**Exercise brief**. Reproduce every line in the material below that holds "orange".

#####

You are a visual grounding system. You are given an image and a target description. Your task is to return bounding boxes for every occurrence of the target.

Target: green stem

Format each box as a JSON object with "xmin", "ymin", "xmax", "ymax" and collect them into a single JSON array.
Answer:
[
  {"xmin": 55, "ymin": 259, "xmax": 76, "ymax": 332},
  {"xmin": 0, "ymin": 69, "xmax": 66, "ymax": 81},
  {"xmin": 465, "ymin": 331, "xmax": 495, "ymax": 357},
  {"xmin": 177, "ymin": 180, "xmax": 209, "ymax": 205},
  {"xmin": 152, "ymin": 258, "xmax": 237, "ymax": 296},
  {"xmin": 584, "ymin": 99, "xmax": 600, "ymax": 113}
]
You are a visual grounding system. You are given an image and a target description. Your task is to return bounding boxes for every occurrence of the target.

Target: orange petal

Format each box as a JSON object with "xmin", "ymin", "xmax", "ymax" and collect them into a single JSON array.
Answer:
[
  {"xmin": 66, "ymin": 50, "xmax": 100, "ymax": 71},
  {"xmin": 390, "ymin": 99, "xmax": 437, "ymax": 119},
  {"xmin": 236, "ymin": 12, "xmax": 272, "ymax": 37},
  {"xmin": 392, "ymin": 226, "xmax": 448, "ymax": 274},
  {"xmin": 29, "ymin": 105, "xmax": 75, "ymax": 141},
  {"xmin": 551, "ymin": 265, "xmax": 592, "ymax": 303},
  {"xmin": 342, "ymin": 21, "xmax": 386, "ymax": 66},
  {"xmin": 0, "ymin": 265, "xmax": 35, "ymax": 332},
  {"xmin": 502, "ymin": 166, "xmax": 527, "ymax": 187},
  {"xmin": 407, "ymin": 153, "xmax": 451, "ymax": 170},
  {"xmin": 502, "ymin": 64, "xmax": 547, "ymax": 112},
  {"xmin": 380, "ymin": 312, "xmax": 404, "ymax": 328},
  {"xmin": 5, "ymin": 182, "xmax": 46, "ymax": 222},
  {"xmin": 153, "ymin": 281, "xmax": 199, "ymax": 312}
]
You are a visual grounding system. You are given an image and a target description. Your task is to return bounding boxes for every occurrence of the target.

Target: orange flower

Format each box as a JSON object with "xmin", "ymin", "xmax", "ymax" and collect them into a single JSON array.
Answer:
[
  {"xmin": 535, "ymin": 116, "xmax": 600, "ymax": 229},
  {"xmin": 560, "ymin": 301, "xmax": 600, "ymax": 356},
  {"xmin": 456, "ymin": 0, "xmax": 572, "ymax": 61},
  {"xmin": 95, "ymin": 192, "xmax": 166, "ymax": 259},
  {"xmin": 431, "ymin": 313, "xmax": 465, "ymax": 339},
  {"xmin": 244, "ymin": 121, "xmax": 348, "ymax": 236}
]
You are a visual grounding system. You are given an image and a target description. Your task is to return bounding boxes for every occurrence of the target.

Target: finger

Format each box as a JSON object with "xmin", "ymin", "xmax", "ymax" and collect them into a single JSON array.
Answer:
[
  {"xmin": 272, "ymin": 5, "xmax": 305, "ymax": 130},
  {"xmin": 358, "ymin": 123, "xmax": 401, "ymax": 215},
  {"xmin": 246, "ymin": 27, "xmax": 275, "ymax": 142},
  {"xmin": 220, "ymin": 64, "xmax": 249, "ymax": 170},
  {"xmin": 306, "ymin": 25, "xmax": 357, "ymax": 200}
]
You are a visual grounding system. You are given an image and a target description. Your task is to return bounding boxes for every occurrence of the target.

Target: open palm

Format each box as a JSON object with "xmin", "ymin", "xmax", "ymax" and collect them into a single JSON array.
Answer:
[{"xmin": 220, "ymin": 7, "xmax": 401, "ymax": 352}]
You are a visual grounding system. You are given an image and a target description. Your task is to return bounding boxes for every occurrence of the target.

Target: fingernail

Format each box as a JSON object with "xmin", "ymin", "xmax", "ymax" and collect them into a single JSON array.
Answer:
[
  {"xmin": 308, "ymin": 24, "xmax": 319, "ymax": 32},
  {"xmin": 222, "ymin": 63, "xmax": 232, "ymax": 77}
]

#####

**Answer to this exercise**.
Target: orange petal
Target: orange flower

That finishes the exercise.